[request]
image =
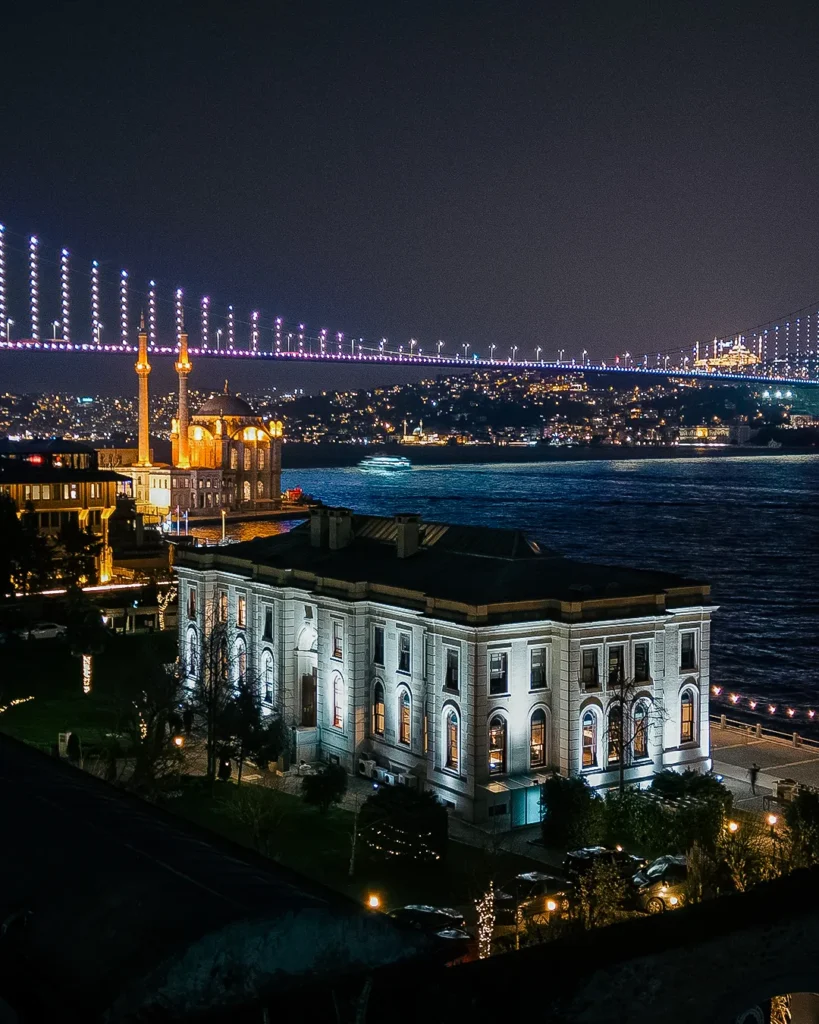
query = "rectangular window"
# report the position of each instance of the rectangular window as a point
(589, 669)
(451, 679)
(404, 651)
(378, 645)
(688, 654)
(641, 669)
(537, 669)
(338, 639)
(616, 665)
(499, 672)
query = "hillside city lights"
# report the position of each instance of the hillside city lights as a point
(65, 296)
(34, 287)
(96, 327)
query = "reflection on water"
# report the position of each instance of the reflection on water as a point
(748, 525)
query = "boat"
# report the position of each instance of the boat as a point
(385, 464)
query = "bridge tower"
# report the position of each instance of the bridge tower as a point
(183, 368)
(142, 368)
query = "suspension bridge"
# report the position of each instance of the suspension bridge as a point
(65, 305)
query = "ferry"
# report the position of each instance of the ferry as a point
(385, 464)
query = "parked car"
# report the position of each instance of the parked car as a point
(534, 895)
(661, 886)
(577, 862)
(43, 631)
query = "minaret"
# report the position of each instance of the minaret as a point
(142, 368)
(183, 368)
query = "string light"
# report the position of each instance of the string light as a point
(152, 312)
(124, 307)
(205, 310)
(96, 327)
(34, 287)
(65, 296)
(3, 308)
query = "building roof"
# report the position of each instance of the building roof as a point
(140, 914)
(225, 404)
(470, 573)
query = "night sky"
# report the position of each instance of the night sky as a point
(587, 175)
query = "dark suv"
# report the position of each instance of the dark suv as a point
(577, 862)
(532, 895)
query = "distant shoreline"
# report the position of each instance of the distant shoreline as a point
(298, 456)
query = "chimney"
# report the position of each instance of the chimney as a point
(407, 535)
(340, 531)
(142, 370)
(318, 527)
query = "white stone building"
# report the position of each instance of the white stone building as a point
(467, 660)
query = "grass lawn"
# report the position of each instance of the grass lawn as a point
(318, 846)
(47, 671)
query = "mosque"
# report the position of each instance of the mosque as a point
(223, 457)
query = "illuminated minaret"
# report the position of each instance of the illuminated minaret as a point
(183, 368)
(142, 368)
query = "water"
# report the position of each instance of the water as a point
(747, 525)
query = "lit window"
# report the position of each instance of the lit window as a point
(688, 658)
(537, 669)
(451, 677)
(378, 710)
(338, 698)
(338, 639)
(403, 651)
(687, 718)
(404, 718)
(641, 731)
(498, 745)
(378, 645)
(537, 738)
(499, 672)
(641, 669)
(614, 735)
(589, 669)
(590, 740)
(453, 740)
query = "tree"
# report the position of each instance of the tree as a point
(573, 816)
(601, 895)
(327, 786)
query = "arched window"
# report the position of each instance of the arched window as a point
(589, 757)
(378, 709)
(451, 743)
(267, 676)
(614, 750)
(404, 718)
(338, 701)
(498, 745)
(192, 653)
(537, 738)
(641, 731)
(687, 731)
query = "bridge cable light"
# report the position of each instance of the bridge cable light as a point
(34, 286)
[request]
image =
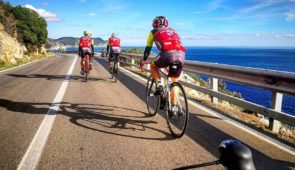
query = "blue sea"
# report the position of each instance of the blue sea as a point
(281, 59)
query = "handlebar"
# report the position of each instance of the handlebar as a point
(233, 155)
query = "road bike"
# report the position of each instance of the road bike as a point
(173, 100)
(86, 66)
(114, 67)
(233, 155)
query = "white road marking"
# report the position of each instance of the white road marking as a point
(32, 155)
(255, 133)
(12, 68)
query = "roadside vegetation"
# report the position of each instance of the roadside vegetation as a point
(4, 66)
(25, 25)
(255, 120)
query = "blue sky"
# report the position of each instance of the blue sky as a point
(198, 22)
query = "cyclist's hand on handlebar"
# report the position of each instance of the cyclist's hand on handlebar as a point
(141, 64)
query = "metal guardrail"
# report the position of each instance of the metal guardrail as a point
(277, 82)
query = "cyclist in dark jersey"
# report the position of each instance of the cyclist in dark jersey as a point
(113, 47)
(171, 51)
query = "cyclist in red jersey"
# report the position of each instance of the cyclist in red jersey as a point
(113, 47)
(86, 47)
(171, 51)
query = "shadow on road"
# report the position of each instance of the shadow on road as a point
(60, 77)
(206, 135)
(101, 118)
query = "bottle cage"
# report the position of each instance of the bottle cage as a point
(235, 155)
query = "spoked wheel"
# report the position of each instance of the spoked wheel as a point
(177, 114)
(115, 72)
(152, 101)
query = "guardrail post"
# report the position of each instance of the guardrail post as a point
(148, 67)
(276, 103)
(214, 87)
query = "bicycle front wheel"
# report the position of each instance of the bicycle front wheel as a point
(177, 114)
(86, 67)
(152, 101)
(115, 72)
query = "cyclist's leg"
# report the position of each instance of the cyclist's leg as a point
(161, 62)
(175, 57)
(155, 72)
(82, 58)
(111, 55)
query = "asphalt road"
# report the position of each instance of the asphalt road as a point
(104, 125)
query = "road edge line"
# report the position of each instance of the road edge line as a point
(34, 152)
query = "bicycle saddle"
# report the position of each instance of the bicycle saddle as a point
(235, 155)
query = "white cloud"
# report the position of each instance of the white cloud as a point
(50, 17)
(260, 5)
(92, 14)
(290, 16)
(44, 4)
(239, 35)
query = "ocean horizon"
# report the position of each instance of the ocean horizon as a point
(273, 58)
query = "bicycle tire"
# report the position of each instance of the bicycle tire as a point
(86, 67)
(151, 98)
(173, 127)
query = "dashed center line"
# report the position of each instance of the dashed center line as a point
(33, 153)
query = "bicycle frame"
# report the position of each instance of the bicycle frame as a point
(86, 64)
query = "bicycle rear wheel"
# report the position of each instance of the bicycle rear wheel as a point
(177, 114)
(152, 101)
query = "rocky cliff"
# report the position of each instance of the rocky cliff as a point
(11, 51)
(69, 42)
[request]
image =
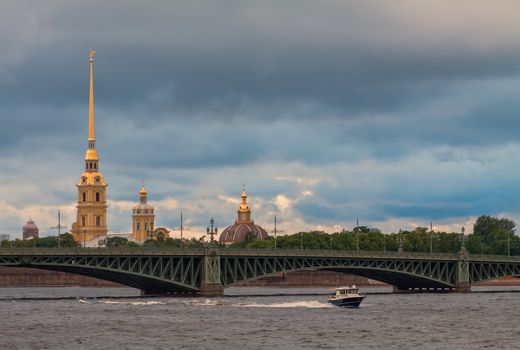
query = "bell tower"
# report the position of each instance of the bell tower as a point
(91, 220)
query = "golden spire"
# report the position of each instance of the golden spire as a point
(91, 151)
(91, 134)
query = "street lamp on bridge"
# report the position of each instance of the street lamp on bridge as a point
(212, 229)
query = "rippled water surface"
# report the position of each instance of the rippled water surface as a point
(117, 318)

____

* _WHAT TO DO_: Output the data above exactly; pictures do not belong in the copy.

* _TASK SOLUTION_:
[request]
image =
query = "rectangular window"
# report the position of each instance of the rectangular window as a point
(589, 669)
(451, 679)
(404, 651)
(378, 645)
(688, 654)
(641, 669)
(537, 669)
(338, 639)
(616, 665)
(499, 672)
query = "hillside city lights"
# report the position of each instance of the hillside city lights as a point
(65, 296)
(34, 287)
(96, 327)
query = "reflection on water"
# report the position of each instance of the reflection on water as a point
(748, 525)
query = "boat"
# report the position of each instance of the boat as a point
(385, 464)
query = "bridge tower"
# report the position of each instance of the bridge tower as a point
(183, 368)
(142, 368)
query = "suspension bridge"
# report the position of each instance of the suspension bridge as a point
(65, 305)
query = "ferry"
# report the position of each instance of the ferry as a point
(385, 464)
query = "parked car"
# report the position of each instance of the parked car as a point
(534, 895)
(661, 886)
(577, 862)
(43, 631)
query = "minaret"
# report the position of each instance of the minaret as a point
(142, 368)
(183, 368)
query = "string light"
# report the position of each instance of the string light as a point
(152, 312)
(124, 307)
(205, 310)
(96, 327)
(34, 287)
(65, 296)
(3, 308)
query = "building roof"
# report the position of each instance of the building roof as a point
(140, 914)
(225, 404)
(470, 573)
query = "night sky"
# report the position of each instance of the night sky as a point
(587, 175)
query = "dark suv"
# report the position of each instance of the dark suv as a point
(577, 862)
(532, 895)
query = "distant shoreline"
# report the position of each instance of the distant shoreline as a point
(298, 456)
query = "chimney"
# report the position of each instance of the chimney as a point
(407, 535)
(340, 531)
(142, 370)
(318, 527)
query = "white stone building"
# report the position of each instance of the white stone building as a point
(467, 660)
query = "grass lawn"
# report the position of each instance of the grass lawn as a point
(318, 846)
(47, 671)
query = "mosque"
# report the position of each instance of the mosque as a point
(223, 457)
query = "illuminated minaret"
# report the position of each instance of the illuminated minaret as a point
(183, 368)
(142, 368)
query = "water"
# report the position of each instance of the water as a point
(747, 525)
query = "lit window"
# report the position of each instance of the lit window as a point
(688, 658)
(537, 669)
(451, 677)
(378, 710)
(338, 698)
(338, 639)
(403, 651)
(687, 718)
(404, 718)
(641, 731)
(498, 745)
(378, 645)
(537, 738)
(499, 672)
(641, 669)
(614, 735)
(589, 669)
(590, 740)
(453, 740)
query = "tree"
# report the position of each instance of the tree as a point
(573, 816)
(601, 895)
(327, 786)
query = "arched window"
# report the position of each instance of the arched window as a point
(589, 757)
(378, 709)
(451, 743)
(267, 676)
(614, 750)
(404, 718)
(338, 701)
(498, 745)
(192, 653)
(537, 738)
(641, 731)
(687, 731)
query = "bridge cable light"
# report the position of each instance of the bridge cable light as a point
(34, 286)
[request]
image =
query = "blue sea"
# report the position of each instance of the blue sea as a point
(281, 59)
query = "handlebar"
# report the position of each instance of the handlebar as a point
(233, 155)
query = "road bike"
# report the position of each instance of the road bike as a point
(173, 100)
(86, 66)
(114, 67)
(233, 155)
query = "white road marking"
# report the position of each instance of the white road marking as a point
(32, 155)
(255, 133)
(12, 68)
query = "roadside vegetation"
# report the position of each instance of the roadside vegetation as a point
(4, 66)
(25, 25)
(255, 120)
query = "blue sky"
# report the position of each instance of the blue sky as a point
(198, 22)
query = "cyclist's hand on handlebar"
# report the position of each instance of the cyclist's hand on handlebar as a point
(141, 64)
query = "metal guardrail"
# report the position of each instance of the metal guardrail as a point
(277, 82)
query = "cyclist in dark jersey"
# report the position of each instance of the cyclist in dark jersey as a point
(113, 47)
(171, 51)
query = "cyclist in red jersey"
# report the position of each instance of the cyclist in red jersey as a point
(113, 47)
(86, 47)
(171, 51)
query = "shadow on road"
# report the position of each instance of the shadow on road as a point
(60, 77)
(206, 135)
(101, 118)
query = "bottle cage"
# report the position of each instance of the bottle cage as a point
(235, 155)
query = "spoked wheel"
# report the position of each instance of the spoked wheel as a point
(177, 114)
(115, 72)
(152, 101)
query = "guardrail post"
# report the position of each instance of the guardrail post as a point
(148, 67)
(276, 103)
(214, 87)
query = "bicycle front wheel"
# report the position of each instance of the bicycle front wheel as a point
(177, 114)
(86, 67)
(152, 101)
(115, 72)
query = "cyclist's leg"
# report the position of each instance of the cyclist's leg as a point
(161, 62)
(175, 57)
(155, 72)
(82, 58)
(111, 55)
query = "asphalt road"
# report the position of each instance of the asphalt road as a point
(104, 125)
query = "road edge line"
# report the position of each instance of the road edge line as a point
(34, 152)
query = "bicycle saddle"
# report the position of each instance of the bicycle saddle as a point
(235, 155)
query = "white cloud"
# report the position of each instance of the white cloud as a point
(50, 17)
(260, 5)
(92, 14)
(290, 16)
(44, 4)
(239, 35)
query = "ocean horizon"
# report the position of each instance of the ocean horizon as a point
(273, 58)
query = "bicycle tire"
# report the position of each instance of the bicycle tire as a point
(86, 67)
(151, 98)
(173, 127)
query = "dashed center line"
# report the position of each instance of the dashed center line as a point
(33, 153)
query = "bicycle frame"
# report the position of each instance of the bicycle frame as a point
(86, 64)
query = "bicycle rear wheel"
# report the position of each instance of the bicycle rear wheel as a point
(177, 114)
(152, 101)
query = "rocky cliff"
# report the position of each instance of the rocky cliff as a point
(11, 51)
(69, 42)
[request]
image =
query = "bell tower"
# report the position of each instance of the bell tower as a point
(91, 220)
query = "golden spire"
# report the position of each instance of the golden spire as a point
(91, 151)
(91, 134)
query = "street lamp on bridge"
# report the position of each instance of the street lamp on bridge as a point
(212, 229)
query = "rippled water surface"
# report the position of each instance of the rippled water surface as a point
(117, 318)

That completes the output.